Exercise prompt — Only the lines starting at the one that contains "the concrete deck" and running to the end should be repeated, exactly as written.

Raw records —

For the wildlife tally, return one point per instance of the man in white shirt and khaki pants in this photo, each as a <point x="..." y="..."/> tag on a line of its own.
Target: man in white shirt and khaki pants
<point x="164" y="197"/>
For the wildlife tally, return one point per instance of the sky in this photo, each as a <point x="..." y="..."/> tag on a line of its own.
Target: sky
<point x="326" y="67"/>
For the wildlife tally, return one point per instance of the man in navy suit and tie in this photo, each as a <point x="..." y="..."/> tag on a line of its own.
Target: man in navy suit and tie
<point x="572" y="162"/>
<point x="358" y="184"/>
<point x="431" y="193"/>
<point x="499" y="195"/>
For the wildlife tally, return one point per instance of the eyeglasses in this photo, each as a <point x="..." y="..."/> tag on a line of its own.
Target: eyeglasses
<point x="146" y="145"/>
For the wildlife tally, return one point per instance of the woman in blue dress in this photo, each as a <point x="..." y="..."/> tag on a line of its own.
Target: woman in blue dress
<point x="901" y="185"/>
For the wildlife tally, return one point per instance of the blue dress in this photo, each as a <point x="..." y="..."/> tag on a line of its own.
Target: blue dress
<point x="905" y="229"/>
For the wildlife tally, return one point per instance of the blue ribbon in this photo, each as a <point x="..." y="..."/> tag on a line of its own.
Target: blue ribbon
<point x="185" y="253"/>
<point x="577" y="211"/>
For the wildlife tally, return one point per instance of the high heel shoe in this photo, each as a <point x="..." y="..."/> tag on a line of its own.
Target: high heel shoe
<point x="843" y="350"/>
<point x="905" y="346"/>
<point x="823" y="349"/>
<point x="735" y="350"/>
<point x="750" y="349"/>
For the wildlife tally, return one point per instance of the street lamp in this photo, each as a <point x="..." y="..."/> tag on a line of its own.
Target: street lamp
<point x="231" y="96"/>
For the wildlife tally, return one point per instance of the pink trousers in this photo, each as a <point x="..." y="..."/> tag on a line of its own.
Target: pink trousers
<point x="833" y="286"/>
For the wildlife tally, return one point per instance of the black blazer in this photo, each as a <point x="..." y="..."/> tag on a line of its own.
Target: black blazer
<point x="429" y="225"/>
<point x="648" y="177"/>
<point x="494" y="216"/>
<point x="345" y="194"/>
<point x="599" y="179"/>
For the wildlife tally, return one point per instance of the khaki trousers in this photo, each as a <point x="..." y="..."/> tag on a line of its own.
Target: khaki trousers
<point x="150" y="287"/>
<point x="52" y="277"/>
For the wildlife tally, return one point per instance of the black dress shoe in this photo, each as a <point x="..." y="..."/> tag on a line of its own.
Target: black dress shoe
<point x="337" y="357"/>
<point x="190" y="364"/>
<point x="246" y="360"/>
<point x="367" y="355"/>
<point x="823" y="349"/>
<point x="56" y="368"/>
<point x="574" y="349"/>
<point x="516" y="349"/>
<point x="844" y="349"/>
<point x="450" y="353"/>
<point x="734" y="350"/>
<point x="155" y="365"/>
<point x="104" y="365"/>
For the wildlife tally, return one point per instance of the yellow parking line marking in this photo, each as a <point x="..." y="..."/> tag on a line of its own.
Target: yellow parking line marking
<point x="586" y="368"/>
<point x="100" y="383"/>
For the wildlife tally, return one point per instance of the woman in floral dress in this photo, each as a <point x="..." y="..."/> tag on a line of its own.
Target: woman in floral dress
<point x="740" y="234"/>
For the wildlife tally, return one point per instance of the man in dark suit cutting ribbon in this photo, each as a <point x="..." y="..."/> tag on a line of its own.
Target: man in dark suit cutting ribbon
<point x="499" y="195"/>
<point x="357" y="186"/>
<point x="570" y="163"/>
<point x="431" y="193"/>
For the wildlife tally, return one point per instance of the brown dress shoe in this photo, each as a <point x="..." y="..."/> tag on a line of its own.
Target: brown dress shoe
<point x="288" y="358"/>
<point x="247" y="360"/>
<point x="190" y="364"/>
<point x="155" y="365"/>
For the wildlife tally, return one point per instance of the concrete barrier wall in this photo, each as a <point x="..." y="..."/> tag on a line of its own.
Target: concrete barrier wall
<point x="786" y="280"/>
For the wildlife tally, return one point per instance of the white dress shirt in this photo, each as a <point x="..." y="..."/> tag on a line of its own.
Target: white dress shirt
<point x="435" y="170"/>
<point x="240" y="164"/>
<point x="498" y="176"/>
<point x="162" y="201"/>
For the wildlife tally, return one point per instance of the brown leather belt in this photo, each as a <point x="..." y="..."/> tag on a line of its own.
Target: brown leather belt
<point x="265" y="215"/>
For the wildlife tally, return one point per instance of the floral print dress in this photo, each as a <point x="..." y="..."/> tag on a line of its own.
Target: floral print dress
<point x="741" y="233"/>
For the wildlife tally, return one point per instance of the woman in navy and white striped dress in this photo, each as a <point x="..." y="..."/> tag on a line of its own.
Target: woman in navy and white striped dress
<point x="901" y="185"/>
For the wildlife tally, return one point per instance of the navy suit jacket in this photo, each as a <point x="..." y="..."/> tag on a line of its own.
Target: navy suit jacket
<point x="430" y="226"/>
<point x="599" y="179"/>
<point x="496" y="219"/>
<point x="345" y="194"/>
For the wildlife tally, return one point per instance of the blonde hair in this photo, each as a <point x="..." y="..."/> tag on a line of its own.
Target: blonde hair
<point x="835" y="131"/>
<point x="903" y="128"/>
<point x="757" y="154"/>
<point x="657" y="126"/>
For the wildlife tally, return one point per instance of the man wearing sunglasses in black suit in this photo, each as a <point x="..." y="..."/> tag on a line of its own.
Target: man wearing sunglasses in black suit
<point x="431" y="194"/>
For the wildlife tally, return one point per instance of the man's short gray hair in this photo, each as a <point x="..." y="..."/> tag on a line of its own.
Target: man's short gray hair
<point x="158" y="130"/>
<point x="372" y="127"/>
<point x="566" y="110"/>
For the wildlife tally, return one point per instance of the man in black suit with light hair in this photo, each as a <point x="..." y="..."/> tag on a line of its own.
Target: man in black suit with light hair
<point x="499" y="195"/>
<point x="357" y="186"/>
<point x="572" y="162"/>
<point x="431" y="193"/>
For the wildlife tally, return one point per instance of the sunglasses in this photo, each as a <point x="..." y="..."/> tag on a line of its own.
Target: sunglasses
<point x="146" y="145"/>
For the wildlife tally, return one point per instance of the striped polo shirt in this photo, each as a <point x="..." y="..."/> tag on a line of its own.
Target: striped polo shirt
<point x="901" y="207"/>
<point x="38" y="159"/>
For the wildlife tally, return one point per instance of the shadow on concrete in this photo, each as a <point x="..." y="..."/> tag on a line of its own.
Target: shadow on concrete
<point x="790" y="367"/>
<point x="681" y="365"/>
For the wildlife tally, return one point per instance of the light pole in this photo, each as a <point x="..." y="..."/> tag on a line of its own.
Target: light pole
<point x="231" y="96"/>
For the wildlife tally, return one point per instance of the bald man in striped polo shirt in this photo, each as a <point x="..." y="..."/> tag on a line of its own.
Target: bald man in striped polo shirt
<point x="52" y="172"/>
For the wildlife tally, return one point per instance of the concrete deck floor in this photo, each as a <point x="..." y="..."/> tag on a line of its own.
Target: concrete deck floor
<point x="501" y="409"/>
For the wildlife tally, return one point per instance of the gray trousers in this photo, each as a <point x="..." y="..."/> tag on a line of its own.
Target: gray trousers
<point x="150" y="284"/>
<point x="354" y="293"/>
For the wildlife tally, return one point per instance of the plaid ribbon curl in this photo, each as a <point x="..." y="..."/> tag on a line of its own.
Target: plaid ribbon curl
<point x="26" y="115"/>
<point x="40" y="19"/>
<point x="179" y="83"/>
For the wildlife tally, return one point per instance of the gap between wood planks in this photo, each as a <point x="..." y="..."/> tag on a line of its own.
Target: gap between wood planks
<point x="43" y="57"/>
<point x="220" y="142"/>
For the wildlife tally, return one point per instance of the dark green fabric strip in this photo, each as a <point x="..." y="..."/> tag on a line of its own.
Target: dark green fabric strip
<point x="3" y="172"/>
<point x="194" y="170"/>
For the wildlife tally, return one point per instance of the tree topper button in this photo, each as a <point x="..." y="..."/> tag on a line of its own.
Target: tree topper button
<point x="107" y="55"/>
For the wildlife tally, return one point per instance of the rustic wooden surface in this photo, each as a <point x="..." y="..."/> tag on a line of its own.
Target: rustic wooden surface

Answer for the task —
For the wildlife tally, return one point per instance of the concrete deck floor in this photo, each as a <point x="..." y="..."/> tag on a line of its own.
Target: concrete deck floor
<point x="501" y="409"/>
For the wildlife tally, return one point per instance of the gray trousers in this photo, each as a <point x="..." y="..."/> tag on a line of its own.
Target: gray trousers
<point x="150" y="284"/>
<point x="354" y="293"/>
For the wildlife tally, return one point per instance of the plaid ribbon curl in this photo, each as a <point x="..." y="..."/> tag on a line of its own.
Target: plaid ribbon curl
<point x="26" y="115"/>
<point x="40" y="19"/>
<point x="179" y="83"/>
For the wildlife tally, return one point per instance of the gap between wood planks in this photo, each as a <point x="..." y="..."/> tag on a line of its own.
Target: gap between wood planks
<point x="43" y="57"/>
<point x="220" y="142"/>
For the wildlife tally, return one point per instance of the dark green fabric strip in this photo, each as a <point x="..." y="..."/> tag on a line of its own.
Target: dark green fabric strip
<point x="3" y="172"/>
<point x="194" y="170"/>
For the wildlife tally, return one point per instance of the tree topper button in this photo, each as a <point x="..." y="..."/> tag on a line of its own.
Target: tree topper button
<point x="107" y="55"/>
For the wildlife tally, return one point per instance of the rustic wooden surface in this photo, each as a <point x="..." y="..."/> tag on a line of its own.
Target: rustic wooden surface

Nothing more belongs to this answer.